** GIVEN INSTRUCTION 1 **
Transcribe the stretch of the forum discussion about character cast lists from "For example, I" through "actually hate her.".
** GIVEN INSTRUCTION 2 **
In the forum discussion about character cast lists, what category might a story be forced into if the list appears in its text?
** GIVEN INSTRUCTION 3 **
Write a continuation of the forum discussion about character cast lists, picking up after its final post.

** TEXT PROVIDED **
I've used pictures to help me describe characters, like I'd have a picture of an online model or actress etc and I'd describe him/her as best I could while never actually telling the reader who the character is based on.

So something like:
Katie - Bianca19
Amy - Karen Gillan

and so on...I'm about to start work on another erotic story so I wanted to know if anyone thinks a cast list is a good idea.

Thanks
 
That is the type of thing that I keep to myself. In one of my stories I even went as far as to write each character with the same names as the women they were based on. I changed the names later, but originally they were all named after celebrities and porn stars.

But a lot of people don't know who a lot of these people are. they just want to read your descriptions of what these women look like. They don't want to hear who they look like, or comparison charts. That can turn a lot of people off.
 
Fair enough, I think that imagination and fantasy are often preferable to reality.
It was just an idea :)
 
If you give the list in the text of the story, wouldn't that force the story into the Celebrity category at Lit.?
 
The readers imagination will cast the story. If you tell them who you imagined, it narrows the landscape. Let their minds wander free.
 
and so on...I'm about to start work on another erotic story so I wanted to know if anyone thinks a cast list is a good idea.

To me a cast list or comparing a character to a celebrity demostrates a lack of confidence in your writing skills.

The only proper use of a celebrity for comparison purposes is a deliberately mangled methaphor: She was tall, slim and blonde; she looked exactly like Paris Hilton doesn't.
 
I agree

The readers imagination will cast the story. If you tell them who you imagined, it narrows the landscape. Let their minds wander free.

I have the same kind of list in my head, but let me give you a compelling reason not to tell your readers: what if they hate the celebrity?

For example, I think Angelina Jolie is one of the most beautiful women in the world, so I've been shocked more than once by men who actually hate her.

** DATA ROWS **
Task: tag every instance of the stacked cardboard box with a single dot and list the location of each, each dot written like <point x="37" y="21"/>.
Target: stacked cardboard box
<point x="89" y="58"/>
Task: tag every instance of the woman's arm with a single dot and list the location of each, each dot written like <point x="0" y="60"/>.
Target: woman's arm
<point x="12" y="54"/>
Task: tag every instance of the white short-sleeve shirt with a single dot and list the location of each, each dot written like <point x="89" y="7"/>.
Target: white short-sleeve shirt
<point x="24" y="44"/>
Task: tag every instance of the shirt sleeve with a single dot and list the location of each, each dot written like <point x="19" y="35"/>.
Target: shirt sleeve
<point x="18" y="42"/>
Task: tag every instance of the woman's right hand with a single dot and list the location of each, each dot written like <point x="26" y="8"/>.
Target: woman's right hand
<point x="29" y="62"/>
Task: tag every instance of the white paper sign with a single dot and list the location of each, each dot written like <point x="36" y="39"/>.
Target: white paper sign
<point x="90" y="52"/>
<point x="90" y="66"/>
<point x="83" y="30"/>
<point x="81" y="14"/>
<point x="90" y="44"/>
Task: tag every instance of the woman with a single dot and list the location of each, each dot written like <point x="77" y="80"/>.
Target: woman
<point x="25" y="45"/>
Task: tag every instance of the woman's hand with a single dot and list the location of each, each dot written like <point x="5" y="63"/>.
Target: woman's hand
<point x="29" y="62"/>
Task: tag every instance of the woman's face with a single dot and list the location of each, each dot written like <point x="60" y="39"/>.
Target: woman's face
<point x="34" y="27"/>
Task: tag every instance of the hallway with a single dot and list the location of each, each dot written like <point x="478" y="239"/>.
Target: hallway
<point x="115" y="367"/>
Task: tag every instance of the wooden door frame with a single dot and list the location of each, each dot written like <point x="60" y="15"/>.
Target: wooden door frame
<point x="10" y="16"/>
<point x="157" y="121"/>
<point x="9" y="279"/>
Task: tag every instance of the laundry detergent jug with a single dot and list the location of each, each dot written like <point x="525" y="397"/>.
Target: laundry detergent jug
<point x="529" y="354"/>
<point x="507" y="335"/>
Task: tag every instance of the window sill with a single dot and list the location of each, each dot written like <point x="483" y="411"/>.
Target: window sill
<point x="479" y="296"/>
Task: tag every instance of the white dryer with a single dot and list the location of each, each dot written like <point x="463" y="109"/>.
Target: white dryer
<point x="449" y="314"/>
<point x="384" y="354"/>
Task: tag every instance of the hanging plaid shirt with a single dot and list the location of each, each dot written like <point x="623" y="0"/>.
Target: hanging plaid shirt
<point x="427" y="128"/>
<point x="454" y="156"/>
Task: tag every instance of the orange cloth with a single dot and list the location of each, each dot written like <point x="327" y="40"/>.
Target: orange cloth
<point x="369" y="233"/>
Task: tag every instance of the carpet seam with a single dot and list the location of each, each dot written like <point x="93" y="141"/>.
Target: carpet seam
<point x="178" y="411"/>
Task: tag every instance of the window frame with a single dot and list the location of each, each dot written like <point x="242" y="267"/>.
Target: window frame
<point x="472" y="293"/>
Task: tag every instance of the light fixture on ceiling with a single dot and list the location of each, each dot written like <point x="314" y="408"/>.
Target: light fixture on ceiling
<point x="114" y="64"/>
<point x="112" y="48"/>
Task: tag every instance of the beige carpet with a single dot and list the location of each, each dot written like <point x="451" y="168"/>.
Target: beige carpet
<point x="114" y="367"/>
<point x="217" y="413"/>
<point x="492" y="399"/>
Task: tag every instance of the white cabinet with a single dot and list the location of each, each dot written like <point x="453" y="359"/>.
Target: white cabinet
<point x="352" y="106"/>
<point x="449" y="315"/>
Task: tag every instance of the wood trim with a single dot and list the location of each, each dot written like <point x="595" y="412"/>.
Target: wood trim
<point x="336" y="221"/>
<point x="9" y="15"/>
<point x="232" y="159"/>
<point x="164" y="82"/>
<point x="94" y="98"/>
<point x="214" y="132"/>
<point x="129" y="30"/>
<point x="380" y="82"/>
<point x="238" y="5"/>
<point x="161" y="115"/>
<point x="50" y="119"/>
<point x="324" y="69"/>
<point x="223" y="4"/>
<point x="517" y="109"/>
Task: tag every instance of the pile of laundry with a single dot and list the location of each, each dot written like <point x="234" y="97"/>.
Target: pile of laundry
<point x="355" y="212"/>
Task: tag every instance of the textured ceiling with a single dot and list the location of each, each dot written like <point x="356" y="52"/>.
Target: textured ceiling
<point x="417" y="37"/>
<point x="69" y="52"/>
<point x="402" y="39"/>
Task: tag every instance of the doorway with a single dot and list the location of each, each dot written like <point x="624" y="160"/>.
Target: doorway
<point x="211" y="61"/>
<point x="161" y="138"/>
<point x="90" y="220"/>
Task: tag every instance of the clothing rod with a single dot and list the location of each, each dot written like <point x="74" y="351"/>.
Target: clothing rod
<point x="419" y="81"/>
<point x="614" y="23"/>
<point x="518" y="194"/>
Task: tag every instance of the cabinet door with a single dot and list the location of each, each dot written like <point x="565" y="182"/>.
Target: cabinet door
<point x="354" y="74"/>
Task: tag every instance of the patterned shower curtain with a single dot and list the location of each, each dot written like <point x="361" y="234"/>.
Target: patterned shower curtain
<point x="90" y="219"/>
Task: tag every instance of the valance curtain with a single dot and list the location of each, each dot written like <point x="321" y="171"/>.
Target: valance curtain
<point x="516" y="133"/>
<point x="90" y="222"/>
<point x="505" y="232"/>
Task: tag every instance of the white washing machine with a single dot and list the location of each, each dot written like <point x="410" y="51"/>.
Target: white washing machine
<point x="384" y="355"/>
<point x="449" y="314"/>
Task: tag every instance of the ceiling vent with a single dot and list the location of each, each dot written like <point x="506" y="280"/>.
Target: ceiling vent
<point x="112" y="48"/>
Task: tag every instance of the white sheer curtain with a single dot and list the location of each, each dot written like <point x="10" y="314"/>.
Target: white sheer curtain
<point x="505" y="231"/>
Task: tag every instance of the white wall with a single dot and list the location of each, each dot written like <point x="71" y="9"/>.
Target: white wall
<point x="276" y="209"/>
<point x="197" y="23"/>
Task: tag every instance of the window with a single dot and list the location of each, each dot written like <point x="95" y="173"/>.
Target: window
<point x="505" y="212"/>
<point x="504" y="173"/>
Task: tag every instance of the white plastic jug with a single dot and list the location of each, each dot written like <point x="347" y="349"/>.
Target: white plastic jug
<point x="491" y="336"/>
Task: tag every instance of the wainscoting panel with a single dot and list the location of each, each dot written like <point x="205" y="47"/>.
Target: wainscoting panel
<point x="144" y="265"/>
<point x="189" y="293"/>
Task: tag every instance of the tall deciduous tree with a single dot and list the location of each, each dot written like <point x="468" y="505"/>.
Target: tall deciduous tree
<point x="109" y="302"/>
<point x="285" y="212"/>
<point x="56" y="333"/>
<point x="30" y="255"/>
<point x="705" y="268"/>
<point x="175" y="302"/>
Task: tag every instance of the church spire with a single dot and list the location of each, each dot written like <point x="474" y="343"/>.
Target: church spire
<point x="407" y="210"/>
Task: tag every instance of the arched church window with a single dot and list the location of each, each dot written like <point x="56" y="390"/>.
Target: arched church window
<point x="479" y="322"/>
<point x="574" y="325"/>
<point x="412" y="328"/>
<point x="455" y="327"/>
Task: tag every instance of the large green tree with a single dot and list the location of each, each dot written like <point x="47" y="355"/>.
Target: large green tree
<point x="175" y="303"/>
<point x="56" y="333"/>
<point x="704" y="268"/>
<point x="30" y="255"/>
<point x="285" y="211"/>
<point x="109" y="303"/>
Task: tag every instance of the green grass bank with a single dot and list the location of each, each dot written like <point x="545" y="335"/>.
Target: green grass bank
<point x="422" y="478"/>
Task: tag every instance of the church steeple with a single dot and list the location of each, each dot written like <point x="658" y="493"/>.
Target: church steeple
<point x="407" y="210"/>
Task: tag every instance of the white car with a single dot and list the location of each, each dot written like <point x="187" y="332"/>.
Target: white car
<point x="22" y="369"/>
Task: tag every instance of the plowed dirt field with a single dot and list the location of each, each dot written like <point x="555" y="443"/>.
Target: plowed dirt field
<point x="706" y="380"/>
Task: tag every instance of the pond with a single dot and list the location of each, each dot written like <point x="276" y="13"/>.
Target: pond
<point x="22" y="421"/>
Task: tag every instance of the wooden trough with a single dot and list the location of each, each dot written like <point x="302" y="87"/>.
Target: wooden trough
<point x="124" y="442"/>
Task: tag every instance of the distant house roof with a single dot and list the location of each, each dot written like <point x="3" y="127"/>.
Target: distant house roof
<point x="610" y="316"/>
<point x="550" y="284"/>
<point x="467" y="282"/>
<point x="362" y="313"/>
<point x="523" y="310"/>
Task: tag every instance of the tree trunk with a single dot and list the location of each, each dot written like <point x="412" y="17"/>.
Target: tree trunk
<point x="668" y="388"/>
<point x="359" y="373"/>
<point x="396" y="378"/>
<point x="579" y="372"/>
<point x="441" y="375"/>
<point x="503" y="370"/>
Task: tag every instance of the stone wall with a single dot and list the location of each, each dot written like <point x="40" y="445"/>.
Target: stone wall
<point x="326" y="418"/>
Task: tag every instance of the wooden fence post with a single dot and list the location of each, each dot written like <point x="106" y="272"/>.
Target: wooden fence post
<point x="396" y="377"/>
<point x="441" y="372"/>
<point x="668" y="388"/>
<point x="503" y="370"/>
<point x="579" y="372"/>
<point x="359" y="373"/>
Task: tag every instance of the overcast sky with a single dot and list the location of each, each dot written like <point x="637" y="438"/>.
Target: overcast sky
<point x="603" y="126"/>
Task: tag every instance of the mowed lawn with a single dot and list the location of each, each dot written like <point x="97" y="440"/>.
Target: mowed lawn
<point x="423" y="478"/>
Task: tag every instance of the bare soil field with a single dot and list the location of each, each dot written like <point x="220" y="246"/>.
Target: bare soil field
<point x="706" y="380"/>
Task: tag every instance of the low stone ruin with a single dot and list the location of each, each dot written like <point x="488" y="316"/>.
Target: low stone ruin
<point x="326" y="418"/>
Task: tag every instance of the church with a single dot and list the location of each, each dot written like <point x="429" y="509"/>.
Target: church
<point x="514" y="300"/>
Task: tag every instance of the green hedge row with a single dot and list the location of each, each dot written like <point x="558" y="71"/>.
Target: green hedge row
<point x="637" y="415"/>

** EXERCISE RESULT 1 **
For example, I think Angelina Jolie is one of the most beautiful women in the world, so I've been shocked more than once by men who actually hate her.

** EXERCISE RESULT 2 **
The Celebrity category at Lit.

** EXERCISE RESULT 3 **
So I would resist the temptation if I were you.
 
I know people who write "RPF" Real Person Fiction. I get disgusted by much of it. Especially when the story is sexual. I think it's unwarranted intrusive, disrespectful.

Hell I've written it myself, and felt sullied and unusual. :eek:
 
To me a cast list or comparing a character to a celebrity demostrates a lack of confidence in your writing skills.

The only proper use of a celebrity for comparison purposes is a deliberately mangled methaphor: She was tall, slim and blonde; she looked exactly like Paris Hilton doesn't.

First, I think Harry Leg gave the best response.

This comparing a character to a celebrity demonstrating a lack of writing skills confidence, though, like the "Trojan large" issue on another thread, goes too far to an extreme, I think. Evoking a known image, no matter what it is, can be effectively used to get past a necessary, but tertiary, description quickly. The main problem here is to make the identifier well known enough for most the readers to "get" it.

Something like (off the cuff, of course): "Both Dan and Eva instinctively dipped their heads as the Gilligan waiter swept an overloaded tray of dirty dishes in the space their eyebrows had just occupied and shimmied by in the space behind Eva's chair that hadn't been there seconds before. Their noses collided in an embarrassed laugh that served as the ice breaker they'd both needed to get this blind date off the launch pad."

In just one word, the writer dispenses with a pretty clear image of a character who plays a role in the story but isn't worth the description in words it would take to get across the threat he posed.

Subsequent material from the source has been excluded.